* What is being asked
Each line of the data must be copied exactly.

* Materials provided

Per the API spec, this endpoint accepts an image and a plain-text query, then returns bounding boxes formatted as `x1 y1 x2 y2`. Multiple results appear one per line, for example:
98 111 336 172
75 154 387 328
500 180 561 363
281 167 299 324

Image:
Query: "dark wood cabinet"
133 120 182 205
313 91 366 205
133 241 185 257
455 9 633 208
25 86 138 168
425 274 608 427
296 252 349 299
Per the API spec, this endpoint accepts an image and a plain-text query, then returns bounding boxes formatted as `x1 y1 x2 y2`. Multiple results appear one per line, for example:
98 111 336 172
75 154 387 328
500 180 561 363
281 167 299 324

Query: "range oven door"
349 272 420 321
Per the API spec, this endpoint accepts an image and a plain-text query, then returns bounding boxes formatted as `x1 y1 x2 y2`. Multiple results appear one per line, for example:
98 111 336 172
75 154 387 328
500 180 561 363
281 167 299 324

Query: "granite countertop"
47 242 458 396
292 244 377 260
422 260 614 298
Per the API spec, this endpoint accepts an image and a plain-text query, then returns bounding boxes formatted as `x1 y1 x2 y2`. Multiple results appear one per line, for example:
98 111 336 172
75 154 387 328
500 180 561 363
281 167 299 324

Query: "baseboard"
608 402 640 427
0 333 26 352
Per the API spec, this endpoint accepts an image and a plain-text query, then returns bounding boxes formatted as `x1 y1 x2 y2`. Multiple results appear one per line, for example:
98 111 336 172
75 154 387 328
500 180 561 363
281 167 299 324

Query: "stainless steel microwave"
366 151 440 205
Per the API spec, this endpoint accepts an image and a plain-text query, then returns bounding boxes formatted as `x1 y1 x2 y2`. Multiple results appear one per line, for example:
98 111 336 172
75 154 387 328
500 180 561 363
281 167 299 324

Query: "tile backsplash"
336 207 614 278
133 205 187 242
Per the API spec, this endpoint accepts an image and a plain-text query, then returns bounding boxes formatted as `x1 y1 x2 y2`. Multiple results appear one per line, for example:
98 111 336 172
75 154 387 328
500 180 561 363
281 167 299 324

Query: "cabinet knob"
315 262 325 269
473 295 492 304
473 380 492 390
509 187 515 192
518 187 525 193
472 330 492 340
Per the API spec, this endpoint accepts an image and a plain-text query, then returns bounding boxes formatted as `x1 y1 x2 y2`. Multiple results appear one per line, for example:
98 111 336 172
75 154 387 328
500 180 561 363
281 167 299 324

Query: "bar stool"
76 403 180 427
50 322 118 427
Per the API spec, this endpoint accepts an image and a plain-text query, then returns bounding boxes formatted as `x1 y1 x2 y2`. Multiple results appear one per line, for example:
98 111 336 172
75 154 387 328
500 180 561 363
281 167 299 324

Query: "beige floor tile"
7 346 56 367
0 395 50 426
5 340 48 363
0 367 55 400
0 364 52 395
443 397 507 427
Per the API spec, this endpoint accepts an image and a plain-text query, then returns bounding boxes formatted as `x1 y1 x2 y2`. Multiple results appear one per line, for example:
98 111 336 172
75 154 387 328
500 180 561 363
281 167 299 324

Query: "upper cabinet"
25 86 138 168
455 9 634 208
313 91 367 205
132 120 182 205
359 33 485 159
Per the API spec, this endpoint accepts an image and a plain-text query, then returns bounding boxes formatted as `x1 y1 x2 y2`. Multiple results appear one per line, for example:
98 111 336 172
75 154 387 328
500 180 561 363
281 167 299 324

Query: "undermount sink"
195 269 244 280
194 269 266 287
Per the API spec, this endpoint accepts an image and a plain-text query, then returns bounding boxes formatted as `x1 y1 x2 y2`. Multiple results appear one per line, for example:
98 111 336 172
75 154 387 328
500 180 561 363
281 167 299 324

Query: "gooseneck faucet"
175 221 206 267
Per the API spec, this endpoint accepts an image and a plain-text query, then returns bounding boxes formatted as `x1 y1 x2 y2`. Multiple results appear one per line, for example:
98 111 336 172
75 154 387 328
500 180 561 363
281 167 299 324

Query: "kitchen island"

* Your solution
Per the API spec, this endpoint accepts an image and a plain-text query, then returns bounding boxes formatted as `x1 y1 x2 y2`. Multiple results appear one per line, for example:
98 111 336 172
75 154 387 328
500 180 561 363
281 167 299 324

Image:
Query: "dark wood cabinet"
133 120 182 205
313 91 366 205
133 241 185 257
455 9 633 208
25 86 138 168
425 274 608 427
296 252 349 299
Per the API spec, this endpoint accepts an image and a plain-text query, then returns bounding boxes formatted as `x1 y1 x2 y2`. Multiple results appear one per line, for example:
98 111 336 172
75 154 387 328
500 180 561 363
281 167 299 324

Query: "range oven door"
349 272 420 321
Per the API spec, this endpoint accepts an image and a plain-text query, then returns bounding boxes formatted as `x1 y1 x2 y2`. Multiple results appear one per line, for example:
98 111 336 172
75 154 387 328
500 180 561 363
281 167 299 324

Query: "granite countertop"
47 242 458 396
292 244 377 260
422 260 614 298
Per the API spec, this endpoint accepts an image and a plain-text query, then returns bounding boxes formatted as `x1 y1 x2 y2`. Multiple results appear one per line, for example:
98 111 336 172
75 154 387 328
500 180 561 363
281 167 299 324

Query: "baseboard"
608 402 640 427
0 333 26 352
Per the API spec, this endpoint accepts an image and a plain-text query, then returns bounding boxes formatted as `x1 y1 x2 y2`. Multiple results appear one per line, for example:
98 111 336 172
75 154 387 328
500 180 561 363
281 167 299 324

Query: "stainless steel microwave"
366 151 440 205
Per the API spec, this endpoint accepts an image and a plain-text query, then returns bounding boxes formatted as `x1 y1 x2 y2`. Multiple results appear one per line, for example:
98 111 336 172
75 154 387 328
500 180 561 363
281 167 299 324

Query: "tile backsplash"
336 207 614 278
133 205 187 242
Per the API spec, this endpoint accepts an image and a plain-text query, then returns bounding boxes formatted as `x1 y1 x2 y2`. Multiple results appear one per line, for example:
98 111 336 172
75 154 387 328
500 180 561 363
281 167 299 324

Query: "cabinet knob"
315 262 325 269
473 295 492 304
473 380 492 390
509 187 515 192
518 187 525 193
472 330 492 340
Per the API spec, this endpoint accepts an image and a plain-text query, then returns bounding boxes formatted as `x1 y1 x2 y2`. Multiple results appear one per line, for example:
98 111 336 172
75 154 387 328
500 180 561 363
281 167 299 324

Query: "bar stool"
76 403 180 427
50 322 118 427
Per the API spec, this endpoint accepts an image and a plain-text query, then returns bounding boxes formatted as `x1 y1 x2 y2`. Multiple results appear one per line, for example:
98 111 336 172
75 154 387 328
500 180 561 363
281 167 299 324

Query: "beige floor tile"
7 346 56 367
0 395 50 426
5 340 48 363
0 367 55 400
0 364 52 395
443 397 507 427
Per the API spec, this endpoint accepts an image and a plain-text query, then returns bounding boxes formatted as `x1 y1 x2 y2`. Multiple results appear one per line, for example:
98 111 336 172
75 154 387 328
500 180 561 363
281 167 299 324

Query: "upper cabinet"
25 86 138 168
455 9 634 208
313 91 367 205
132 120 182 205
359 33 485 159
Per the API spec, this endpoint accepts an image and a plain-text query, then returns bounding boxes formatted as `x1 y1 x2 y2`. Multiple results appear one per line, for example:
98 111 336 172
75 154 387 328
500 180 561 363
281 167 299 324

Query: "undermount sink"
195 269 244 280
194 269 266 287
Per the API spec, this endpoint accepts an image and a plain-text query, then returns bounding boxes formatted as `x1 y1 x2 y2`. Multiple results appear one per line, for example:
98 111 336 172
75 154 387 328
500 180 561 363
281 167 299 324

Query: "gooseneck faucet"
175 221 206 267
Per the API spec, this endpoint accepts an image and a plain-text query, then returns bounding boxes formatted as `x1 y1 x2 y2`. Multiple results appear one per line, for example:
98 111 336 172
75 154 387 328
500 180 561 363
281 167 299 324

Query: "kitchen island"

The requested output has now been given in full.